[START OF Information provided]

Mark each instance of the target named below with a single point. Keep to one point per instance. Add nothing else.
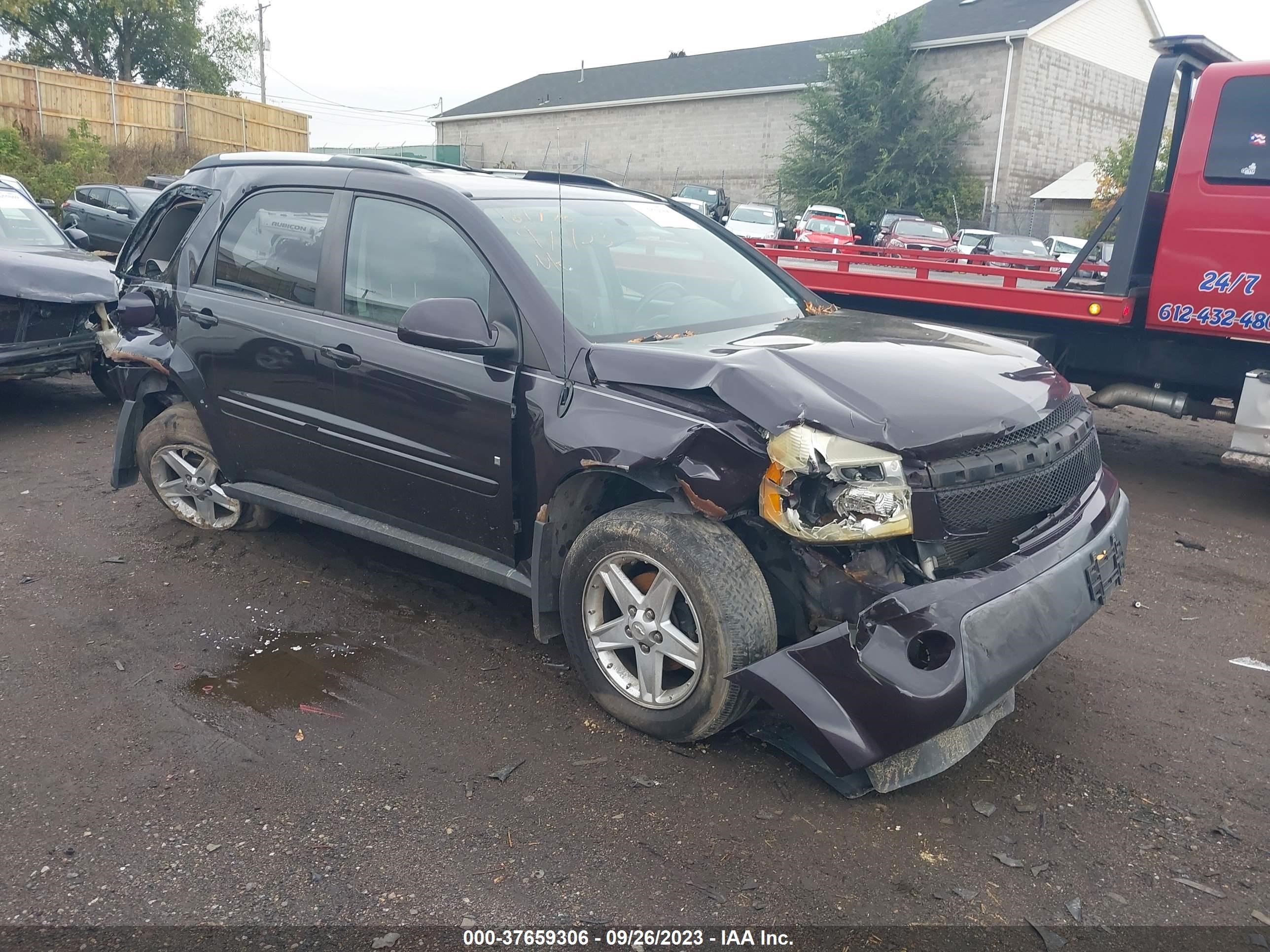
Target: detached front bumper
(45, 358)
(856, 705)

[END OF Information provided]
[START OF Information provided]

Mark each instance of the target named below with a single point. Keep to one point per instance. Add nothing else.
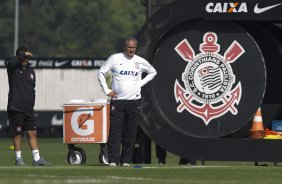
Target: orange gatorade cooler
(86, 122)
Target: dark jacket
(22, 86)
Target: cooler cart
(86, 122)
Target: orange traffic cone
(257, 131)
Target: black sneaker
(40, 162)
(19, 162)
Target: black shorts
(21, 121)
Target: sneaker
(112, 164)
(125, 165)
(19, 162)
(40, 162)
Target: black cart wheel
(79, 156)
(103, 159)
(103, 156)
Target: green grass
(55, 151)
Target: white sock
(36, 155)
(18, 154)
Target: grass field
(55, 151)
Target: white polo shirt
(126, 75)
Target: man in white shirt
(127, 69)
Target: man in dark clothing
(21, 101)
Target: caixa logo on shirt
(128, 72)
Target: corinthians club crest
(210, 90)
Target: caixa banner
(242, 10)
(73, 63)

[END OF Information provided]
[START OF Information provided]

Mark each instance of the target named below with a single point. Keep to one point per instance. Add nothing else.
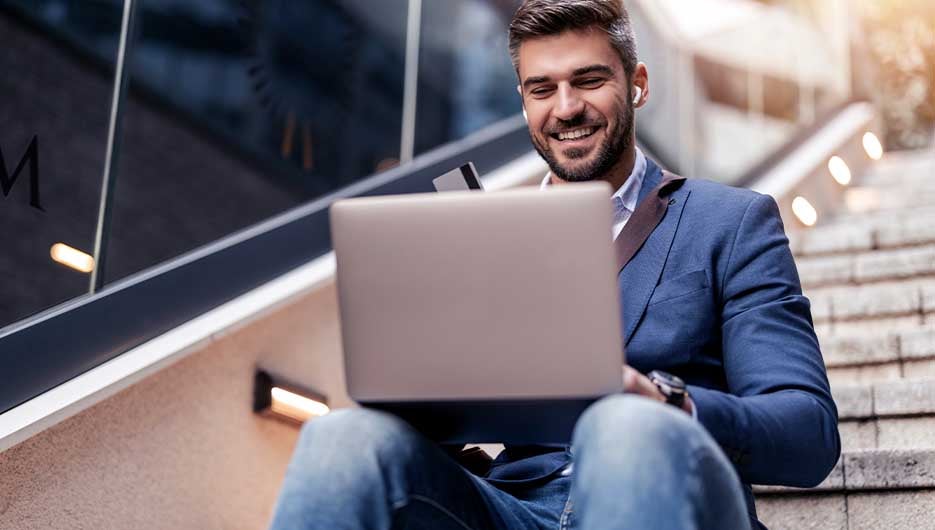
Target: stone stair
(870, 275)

[END OF Information provided]

▸ **Given problem**
Please pick out each line of the data above that contains the string "orange", treating uppercase and lowercase as different.

▸ **Answer to the task**
Target: orange gatorade cooler
Target: orange traffic cone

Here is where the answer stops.